Copy out every line of the listing below character for character, with no changes.

** Start **

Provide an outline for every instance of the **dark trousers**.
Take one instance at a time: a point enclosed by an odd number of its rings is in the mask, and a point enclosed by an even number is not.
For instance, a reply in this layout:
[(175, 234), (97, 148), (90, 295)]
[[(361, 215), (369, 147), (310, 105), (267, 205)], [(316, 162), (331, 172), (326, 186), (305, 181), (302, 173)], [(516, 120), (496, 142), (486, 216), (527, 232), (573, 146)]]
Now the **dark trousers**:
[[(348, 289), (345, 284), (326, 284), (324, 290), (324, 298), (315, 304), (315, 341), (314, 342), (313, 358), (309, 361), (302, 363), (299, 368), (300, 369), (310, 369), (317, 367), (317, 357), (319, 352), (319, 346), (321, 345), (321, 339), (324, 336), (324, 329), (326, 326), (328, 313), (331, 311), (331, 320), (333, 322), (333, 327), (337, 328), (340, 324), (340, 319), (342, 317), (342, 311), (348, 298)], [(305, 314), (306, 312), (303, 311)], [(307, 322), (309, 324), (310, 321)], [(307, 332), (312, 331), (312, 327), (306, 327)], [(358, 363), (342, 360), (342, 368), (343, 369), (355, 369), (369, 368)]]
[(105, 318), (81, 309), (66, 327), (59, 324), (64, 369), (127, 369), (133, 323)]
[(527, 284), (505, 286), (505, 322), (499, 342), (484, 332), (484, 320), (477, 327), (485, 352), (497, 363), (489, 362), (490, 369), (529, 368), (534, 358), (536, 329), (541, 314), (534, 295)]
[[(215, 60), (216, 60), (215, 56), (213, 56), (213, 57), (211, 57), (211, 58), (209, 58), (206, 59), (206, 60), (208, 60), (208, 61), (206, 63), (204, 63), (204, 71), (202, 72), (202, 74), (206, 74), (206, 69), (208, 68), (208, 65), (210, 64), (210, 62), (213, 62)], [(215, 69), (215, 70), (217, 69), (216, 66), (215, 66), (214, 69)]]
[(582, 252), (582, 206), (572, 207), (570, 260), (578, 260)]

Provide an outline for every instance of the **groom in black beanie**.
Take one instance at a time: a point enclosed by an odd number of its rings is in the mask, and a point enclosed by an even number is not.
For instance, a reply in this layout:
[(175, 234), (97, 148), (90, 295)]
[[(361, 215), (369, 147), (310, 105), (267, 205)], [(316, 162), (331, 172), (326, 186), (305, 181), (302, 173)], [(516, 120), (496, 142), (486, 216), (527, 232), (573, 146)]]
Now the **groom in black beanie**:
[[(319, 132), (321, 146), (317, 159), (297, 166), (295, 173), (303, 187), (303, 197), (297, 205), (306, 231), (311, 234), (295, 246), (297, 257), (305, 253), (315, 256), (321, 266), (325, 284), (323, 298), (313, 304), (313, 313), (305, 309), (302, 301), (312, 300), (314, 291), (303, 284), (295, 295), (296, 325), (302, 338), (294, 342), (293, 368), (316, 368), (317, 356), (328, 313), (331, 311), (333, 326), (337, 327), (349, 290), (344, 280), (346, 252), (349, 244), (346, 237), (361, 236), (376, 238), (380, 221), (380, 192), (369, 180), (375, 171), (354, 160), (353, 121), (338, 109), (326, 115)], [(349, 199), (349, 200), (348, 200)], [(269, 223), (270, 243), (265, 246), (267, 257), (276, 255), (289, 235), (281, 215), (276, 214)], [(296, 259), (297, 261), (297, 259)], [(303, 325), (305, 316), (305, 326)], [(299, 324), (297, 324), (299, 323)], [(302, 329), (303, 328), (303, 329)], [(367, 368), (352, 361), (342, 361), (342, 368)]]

** End **

• _SOLUTION_:
Provide an outline for every instance of the **dark trousers**.
Take one instance at a time: a point enclosed by an odd number of its rings is in the mask, and a point enclosed by an even number is not.
For instance, a reply in this layout:
[(175, 234), (97, 148), (90, 295)]
[[(361, 215), (369, 147), (310, 105), (267, 205)], [(316, 162), (331, 172), (326, 186), (305, 181), (302, 173)], [(516, 120), (496, 142), (486, 216), (527, 232), (573, 146)]]
Now the **dark trousers**:
[[(348, 289), (345, 284), (326, 284), (324, 290), (324, 298), (315, 304), (315, 341), (314, 342), (313, 358), (309, 361), (302, 363), (299, 368), (300, 369), (310, 369), (317, 367), (317, 357), (319, 352), (319, 346), (321, 345), (321, 339), (324, 336), (324, 329), (326, 326), (328, 313), (331, 311), (331, 320), (333, 322), (333, 327), (337, 328), (340, 324), (340, 319), (342, 317), (342, 311), (348, 298)], [(305, 314), (306, 312), (303, 311)], [(307, 322), (309, 324), (310, 321)], [(307, 332), (312, 331), (312, 327), (306, 327)], [(358, 363), (342, 360), (342, 368), (343, 369), (355, 369), (369, 368)]]
[(105, 318), (81, 309), (66, 327), (59, 324), (64, 369), (127, 369), (133, 323)]
[(527, 284), (505, 286), (505, 322), (499, 342), (484, 332), (484, 320), (477, 327), (485, 352), (497, 363), (489, 362), (490, 369), (529, 368), (534, 358), (536, 329), (541, 314), (534, 295)]
[[(215, 60), (216, 60), (215, 56), (213, 56), (213, 57), (211, 57), (211, 58), (209, 58), (206, 59), (206, 60), (208, 60), (208, 61), (206, 63), (204, 63), (204, 71), (202, 72), (202, 74), (206, 74), (206, 69), (208, 68), (208, 65), (210, 64), (210, 62), (213, 62)], [(215, 69), (215, 70), (217, 69), (216, 66), (215, 66), (214, 69)]]
[(582, 252), (582, 206), (572, 207), (570, 260), (578, 260)]

Provide an outline for every instance of the **groom in black beanie**.
Take one instance at a time: a point enclosed by an odd number of its rings is in the mask, and a point enclosed by an even number is not.
For instance, a reply in this layout:
[(175, 234), (97, 148), (90, 295)]
[[(361, 215), (369, 147), (310, 105), (267, 205)], [(316, 162), (331, 172), (326, 186), (305, 181), (302, 173)], [(516, 120), (496, 142), (486, 216), (527, 232), (573, 146)]]
Now the **groom in black beanie**:
[[(319, 132), (321, 146), (317, 159), (297, 166), (295, 173), (303, 187), (303, 197), (297, 205), (306, 231), (311, 234), (295, 246), (297, 257), (305, 253), (315, 256), (321, 266), (325, 284), (323, 298), (313, 304), (313, 313), (305, 309), (302, 301), (312, 300), (314, 291), (303, 284), (295, 295), (296, 325), (302, 338), (294, 342), (293, 368), (316, 368), (317, 356), (328, 313), (331, 311), (333, 326), (337, 327), (349, 290), (344, 280), (346, 252), (349, 244), (346, 237), (361, 236), (376, 238), (380, 221), (380, 192), (369, 180), (375, 171), (354, 160), (353, 121), (338, 109), (326, 115)], [(349, 199), (349, 200), (348, 200)], [(269, 223), (270, 243), (265, 246), (267, 257), (276, 255), (289, 235), (281, 215), (276, 214)], [(296, 259), (297, 261), (297, 259)], [(303, 325), (305, 316), (305, 326)], [(299, 324), (297, 324), (299, 323)], [(302, 329), (303, 328), (303, 329)], [(367, 368), (352, 361), (342, 361), (342, 368)]]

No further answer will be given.